Tip 14: Big losses always come from mismanaging risk
If you size your positions properly and apply proper risk management, no single trade should result in a big loss. When you suffer a big loss, it always has to do with you mismanaging your risk.
Tip 15: Apply the 200-day moving average
When it comes to swing trading, you are primarily interested in the medium to long-term picture. A simple way to determine whether you should be bullish or bearish is to use the 200-day moving average. If price is currently above it, then you should be bullish. Conversely, if price is below it, then you should be bearish.
Tip 16: Pay attention to volatility.
You want to enter a position as volatility is expanding. This way, you have a chance to catch a big move as the market starts to trend. You could use the Bollinger band to help determine this.
Tip 17: The more obvious the pattern, the less likely it is going to work.
The harsh truth about trading is that even the “perfect” setup can fail. This is especially so for patterns that are obvious. Institutional traders know how retail traders perceive these patterns and hence make use of these patterns to build their positions.
See a double bottom over here?? Well, in this example, watch how institutional traders were triggering stop losses while accumulating their position here.
Tip 18: Changes in market conditions usually take some time.
Trends rarely just stop and do a 360 degree reversal. Reversals build slowly as traders are all conditioned to trade with the trend. It usually takes a period of distribution before the market starts to reverse.
Tip 19: Always have a stop loss when trading
There is no certainty in trading and any trade has the potential to be a loser, no matter how perfect the setup looks. Always remember that we are dealing with probabilities and so it is important that you have a stop loss in place to protect your account.
Tip 20: Don’t count your profits until they are booked
A common mistake made by amateur traders is that they get all excited and think about the things they could buy with the unrealized profits sitting in their account.
Except that these unrealized profits never materialize into actual profits as trader gives back majority of the profit when the market pulls back. Never count a trade a winner until the trade is closed.
Tip 21: Trading is not a job where you get paid for the hour or based on how hard you work.

Work order 1:
List the heading of every numbered tip in the trading tips text, with its number.
Work order 2:
Decide whether each statement agrees with the trading tips text. Answer yes or no and quote the words from the text that settle it.
(a) A price above the 200-day moving average means you should be bearish.
(b) A market usually goes through a period of distribution before it reverses.
(c) The Bollinger band is suggested as a way to judge volatility.
Work order 3:
Pick up the trading tips text where it stops and write on from there.
The rows that come after this text have nothing to do with it.

Dataset content:
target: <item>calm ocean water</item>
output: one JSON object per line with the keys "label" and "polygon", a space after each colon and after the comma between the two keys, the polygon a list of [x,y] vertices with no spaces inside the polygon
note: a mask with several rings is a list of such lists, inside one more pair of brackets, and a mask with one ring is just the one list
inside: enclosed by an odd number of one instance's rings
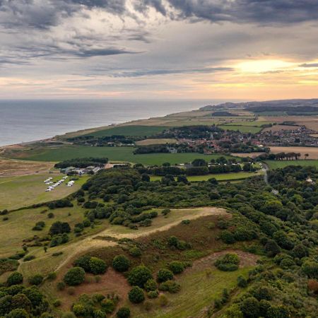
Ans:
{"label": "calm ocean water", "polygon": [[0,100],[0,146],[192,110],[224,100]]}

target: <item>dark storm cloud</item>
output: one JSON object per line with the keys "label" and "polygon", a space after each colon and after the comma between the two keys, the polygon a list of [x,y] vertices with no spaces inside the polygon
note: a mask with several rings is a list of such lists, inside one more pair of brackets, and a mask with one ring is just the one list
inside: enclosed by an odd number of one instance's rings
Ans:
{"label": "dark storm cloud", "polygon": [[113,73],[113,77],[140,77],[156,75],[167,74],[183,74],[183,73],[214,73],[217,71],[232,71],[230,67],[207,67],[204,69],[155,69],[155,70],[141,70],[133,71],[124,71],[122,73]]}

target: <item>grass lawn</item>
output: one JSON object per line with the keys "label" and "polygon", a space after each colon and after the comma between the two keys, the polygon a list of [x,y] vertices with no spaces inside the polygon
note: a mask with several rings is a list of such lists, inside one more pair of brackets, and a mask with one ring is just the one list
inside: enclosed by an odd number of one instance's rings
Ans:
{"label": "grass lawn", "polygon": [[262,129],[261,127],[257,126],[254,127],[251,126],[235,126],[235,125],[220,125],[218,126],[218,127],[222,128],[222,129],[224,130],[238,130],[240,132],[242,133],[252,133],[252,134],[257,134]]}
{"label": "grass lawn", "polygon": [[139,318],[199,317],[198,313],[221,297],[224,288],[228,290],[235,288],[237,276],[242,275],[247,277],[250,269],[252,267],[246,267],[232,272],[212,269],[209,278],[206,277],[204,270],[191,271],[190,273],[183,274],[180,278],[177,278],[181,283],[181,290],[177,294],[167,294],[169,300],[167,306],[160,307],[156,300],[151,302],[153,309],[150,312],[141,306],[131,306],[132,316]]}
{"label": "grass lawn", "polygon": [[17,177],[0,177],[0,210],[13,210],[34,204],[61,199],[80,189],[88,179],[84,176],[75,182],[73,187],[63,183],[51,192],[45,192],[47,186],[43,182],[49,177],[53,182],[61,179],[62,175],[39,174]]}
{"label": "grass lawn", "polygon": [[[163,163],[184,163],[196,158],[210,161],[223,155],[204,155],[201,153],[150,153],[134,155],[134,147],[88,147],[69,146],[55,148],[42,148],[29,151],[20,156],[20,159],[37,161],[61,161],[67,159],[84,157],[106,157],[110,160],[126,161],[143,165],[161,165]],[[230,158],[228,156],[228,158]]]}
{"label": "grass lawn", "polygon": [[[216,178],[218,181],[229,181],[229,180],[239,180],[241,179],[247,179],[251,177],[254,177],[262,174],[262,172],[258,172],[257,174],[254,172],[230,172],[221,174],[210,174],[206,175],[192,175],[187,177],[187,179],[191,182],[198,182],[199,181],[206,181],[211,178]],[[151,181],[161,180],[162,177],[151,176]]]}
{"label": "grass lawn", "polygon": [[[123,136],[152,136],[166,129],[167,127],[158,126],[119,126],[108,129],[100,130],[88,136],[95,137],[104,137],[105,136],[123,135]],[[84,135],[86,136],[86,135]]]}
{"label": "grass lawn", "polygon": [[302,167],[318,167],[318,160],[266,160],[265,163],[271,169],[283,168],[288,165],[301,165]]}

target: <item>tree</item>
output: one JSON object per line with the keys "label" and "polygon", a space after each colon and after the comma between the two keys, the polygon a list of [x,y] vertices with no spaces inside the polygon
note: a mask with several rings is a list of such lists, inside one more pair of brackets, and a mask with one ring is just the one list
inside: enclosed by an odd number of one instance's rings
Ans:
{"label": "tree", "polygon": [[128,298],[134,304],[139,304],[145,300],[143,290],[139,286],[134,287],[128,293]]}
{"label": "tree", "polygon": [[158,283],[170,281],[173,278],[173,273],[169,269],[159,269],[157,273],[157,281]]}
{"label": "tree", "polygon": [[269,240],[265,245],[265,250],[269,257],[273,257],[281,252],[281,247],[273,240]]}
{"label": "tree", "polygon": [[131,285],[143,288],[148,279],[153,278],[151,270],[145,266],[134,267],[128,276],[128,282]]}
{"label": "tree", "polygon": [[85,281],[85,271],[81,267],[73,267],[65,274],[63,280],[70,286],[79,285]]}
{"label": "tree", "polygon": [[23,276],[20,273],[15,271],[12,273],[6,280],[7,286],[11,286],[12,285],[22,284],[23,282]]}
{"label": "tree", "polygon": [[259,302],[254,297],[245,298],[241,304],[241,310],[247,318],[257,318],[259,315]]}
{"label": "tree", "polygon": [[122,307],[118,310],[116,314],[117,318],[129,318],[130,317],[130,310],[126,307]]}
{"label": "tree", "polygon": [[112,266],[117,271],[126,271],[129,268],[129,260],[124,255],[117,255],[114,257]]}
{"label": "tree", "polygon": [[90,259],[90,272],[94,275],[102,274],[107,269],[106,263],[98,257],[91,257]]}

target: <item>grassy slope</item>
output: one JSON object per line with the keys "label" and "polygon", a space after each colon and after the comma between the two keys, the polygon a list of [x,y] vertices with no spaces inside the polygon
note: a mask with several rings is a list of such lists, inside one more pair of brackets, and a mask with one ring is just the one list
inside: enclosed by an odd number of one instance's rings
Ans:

* * *

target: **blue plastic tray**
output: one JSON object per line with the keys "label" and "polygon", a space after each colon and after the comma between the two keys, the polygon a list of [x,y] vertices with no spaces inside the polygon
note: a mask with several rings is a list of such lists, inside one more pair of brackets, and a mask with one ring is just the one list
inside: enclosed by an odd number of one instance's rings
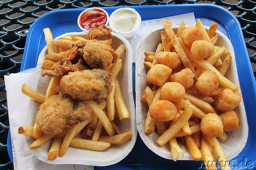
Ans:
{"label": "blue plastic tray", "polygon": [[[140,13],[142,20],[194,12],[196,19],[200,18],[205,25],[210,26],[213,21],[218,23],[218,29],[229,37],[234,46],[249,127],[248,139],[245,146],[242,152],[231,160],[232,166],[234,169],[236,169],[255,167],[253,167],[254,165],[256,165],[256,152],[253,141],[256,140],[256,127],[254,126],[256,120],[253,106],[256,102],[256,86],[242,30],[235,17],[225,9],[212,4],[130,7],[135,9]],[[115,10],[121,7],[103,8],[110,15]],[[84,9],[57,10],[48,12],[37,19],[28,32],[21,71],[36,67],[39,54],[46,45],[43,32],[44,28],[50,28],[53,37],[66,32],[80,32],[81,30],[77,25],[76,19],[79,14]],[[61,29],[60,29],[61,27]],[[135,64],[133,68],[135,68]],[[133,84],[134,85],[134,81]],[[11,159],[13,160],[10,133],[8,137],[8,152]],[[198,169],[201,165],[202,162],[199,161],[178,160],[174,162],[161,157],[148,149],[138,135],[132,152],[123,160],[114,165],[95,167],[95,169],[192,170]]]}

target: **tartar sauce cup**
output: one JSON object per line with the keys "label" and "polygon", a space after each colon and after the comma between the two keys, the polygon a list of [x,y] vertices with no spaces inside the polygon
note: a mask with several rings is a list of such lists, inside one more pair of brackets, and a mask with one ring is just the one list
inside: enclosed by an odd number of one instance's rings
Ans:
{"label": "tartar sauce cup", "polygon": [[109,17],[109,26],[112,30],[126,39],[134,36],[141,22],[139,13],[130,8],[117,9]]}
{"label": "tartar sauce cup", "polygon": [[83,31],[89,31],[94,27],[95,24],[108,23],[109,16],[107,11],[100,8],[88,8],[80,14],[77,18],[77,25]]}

* * *

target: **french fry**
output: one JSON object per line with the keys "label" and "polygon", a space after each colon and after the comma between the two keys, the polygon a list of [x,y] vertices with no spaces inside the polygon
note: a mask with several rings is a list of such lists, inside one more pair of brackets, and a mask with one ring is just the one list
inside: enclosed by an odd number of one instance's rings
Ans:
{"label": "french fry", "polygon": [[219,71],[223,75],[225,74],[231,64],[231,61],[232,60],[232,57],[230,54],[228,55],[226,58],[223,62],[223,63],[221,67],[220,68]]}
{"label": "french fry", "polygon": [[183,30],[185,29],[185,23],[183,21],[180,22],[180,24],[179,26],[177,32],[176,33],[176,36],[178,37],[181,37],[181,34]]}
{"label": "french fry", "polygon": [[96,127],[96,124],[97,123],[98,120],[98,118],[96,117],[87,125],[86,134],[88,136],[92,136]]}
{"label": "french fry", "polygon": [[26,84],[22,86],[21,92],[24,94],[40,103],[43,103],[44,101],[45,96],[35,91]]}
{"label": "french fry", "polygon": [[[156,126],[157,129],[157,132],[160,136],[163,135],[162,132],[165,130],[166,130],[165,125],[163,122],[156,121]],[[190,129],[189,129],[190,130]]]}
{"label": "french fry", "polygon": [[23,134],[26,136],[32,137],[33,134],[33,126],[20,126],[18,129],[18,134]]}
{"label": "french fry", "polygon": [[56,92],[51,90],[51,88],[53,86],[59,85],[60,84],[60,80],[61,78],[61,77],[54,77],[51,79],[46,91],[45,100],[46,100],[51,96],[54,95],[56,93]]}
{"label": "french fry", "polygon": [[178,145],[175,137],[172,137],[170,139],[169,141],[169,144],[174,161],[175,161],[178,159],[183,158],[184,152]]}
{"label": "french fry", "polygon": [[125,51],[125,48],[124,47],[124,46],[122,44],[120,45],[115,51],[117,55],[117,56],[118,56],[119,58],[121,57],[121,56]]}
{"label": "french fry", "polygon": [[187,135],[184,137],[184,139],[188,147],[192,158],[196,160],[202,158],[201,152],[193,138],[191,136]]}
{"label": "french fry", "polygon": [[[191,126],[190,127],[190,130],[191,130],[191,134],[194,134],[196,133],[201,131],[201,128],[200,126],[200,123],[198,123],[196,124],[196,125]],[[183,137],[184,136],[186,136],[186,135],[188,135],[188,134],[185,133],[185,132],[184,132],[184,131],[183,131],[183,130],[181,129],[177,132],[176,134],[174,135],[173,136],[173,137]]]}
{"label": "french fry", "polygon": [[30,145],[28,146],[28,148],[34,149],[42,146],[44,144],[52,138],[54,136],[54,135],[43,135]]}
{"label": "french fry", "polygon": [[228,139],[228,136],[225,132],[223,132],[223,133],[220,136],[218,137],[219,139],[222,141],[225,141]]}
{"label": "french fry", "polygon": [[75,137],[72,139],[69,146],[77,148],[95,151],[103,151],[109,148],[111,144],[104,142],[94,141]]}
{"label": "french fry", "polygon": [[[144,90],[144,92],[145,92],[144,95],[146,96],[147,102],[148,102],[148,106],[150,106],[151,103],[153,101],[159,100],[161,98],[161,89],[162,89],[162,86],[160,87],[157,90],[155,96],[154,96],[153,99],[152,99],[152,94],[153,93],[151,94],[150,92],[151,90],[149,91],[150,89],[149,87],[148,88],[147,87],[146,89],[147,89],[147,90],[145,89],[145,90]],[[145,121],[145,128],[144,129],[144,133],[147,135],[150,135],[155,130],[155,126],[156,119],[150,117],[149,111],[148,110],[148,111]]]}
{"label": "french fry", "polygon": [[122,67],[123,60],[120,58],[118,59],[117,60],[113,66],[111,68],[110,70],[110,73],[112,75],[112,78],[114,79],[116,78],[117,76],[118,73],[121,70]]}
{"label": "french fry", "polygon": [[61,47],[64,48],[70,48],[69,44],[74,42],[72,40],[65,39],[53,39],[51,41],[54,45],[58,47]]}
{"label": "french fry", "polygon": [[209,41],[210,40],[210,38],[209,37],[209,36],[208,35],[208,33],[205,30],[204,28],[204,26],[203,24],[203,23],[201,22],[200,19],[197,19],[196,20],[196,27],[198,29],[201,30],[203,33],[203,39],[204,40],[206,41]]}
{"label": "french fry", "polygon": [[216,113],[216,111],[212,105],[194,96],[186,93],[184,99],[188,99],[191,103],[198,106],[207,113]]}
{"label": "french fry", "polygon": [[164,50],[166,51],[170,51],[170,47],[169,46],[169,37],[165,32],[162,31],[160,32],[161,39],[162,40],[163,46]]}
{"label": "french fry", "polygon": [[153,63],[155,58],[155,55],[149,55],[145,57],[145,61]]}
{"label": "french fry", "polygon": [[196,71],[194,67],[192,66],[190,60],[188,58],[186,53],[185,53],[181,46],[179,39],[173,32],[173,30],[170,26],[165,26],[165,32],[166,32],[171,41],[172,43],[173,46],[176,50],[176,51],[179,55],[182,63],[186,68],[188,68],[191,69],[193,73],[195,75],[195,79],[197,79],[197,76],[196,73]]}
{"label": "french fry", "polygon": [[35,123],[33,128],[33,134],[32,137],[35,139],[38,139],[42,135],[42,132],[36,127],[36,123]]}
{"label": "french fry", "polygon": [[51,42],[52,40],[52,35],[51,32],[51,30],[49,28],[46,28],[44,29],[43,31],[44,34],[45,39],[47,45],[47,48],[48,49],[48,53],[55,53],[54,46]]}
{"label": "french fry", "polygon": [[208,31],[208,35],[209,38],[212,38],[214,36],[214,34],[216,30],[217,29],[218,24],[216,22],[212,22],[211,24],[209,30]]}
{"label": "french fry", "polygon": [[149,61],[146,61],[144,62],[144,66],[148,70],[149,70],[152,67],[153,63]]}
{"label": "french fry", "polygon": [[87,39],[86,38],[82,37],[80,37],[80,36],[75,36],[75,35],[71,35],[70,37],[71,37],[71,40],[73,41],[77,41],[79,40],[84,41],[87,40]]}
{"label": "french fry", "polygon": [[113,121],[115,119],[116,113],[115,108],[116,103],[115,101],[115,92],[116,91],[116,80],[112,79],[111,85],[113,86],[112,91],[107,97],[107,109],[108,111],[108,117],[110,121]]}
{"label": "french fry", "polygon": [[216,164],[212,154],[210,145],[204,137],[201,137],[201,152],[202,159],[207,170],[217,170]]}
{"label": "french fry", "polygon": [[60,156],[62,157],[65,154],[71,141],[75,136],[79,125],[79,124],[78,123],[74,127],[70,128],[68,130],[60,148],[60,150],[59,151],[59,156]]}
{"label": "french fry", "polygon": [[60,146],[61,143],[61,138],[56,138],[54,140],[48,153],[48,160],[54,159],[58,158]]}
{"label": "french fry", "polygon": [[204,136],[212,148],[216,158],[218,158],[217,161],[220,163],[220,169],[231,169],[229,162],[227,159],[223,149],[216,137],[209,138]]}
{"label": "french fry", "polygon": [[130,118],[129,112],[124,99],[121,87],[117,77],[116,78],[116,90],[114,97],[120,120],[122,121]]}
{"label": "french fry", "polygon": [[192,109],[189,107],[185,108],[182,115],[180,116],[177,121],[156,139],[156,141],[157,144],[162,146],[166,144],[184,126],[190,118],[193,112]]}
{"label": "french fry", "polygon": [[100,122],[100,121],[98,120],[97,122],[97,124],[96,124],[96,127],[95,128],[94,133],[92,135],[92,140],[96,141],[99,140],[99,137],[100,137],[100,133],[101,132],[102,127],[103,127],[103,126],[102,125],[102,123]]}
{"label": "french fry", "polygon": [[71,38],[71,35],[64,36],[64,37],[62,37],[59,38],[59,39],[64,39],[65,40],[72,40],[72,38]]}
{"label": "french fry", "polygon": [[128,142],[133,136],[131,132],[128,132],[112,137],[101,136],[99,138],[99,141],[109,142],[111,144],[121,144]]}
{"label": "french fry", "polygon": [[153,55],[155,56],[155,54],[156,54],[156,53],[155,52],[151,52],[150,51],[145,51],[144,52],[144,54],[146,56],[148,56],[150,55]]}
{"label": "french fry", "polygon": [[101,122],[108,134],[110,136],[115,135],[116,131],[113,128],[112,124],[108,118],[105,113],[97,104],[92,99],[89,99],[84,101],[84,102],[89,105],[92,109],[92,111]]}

Your response 1:
- Tip 14: Big losses always come from mismanaging risk
- Tip 15: Apply the 200-day moving average
- Tip 16: Pay attention to volatility.
- Tip 17: The more obvious the pattern, the less likely it is going to work.
- Tip 18: Changes in market conditions usually take some time.
- Tip 19: Always have a stop loss when trading
- Tip 20: Don’t count your profits until they are booked
- Tip 21: Trading is not a job where you get paid for the hour or based on how hard you work.

Your response 2:
(a) No: "If price is currently above it, then you should be bullish."
(b) Yes: "It usually takes a period of distribution before the market starts to reverse."
(c) Yes: "You could use the Bollinger band to help determine this."

Your response 3:
The market only pays you when you are right. It doesn’t care how long you waited for the setup or how long you took to analyze the charts. Seeing trading as a job will cause you to force trades as you feel compelled to work for your profits.
Tip 22: Never revenge trade.
Each new position should be taken based on its own merits. The outcome of the previous trades should not affect your decision in any way. When dealing with your losses, stay composed and if necessary, take some time off the market. Revenge trading is simply gambling and that’s not the right way to approach the markets.
Tip 23: Understand that each trading strategy has it pros and cons.
Recognize that there is no holy grail, no secret trading formula that can win all the time. What you need is a strategy that places the odds in your favor. Combined with good risk management and flawless execution, that’s how professional traders make money.
Tip 24: Focus on mastering yourself.
Learning to read charts and price action is relatively easy, you could pick that up within a month or so. But most traders fail not due to a lack of knowledge, they fail due to a lack of discipline. The lack of discipline to apply proper risk management, the lack of discipline to stick to their trading strategy and so on.
Discipline is one of the hardest things to master and is also the most important element in trading. You want to focus more on mastering your emotions and discipline.
And lastly, we have tip 25 which is to not trade for excitement. Successful trading is actually boring. You patiently wait for each setup then you execute the same setup day in and day out. And while you are waiting for the trade to move, you wait yet again.
You are just sitting there and allowing the market to come to you rather than chasing after the market.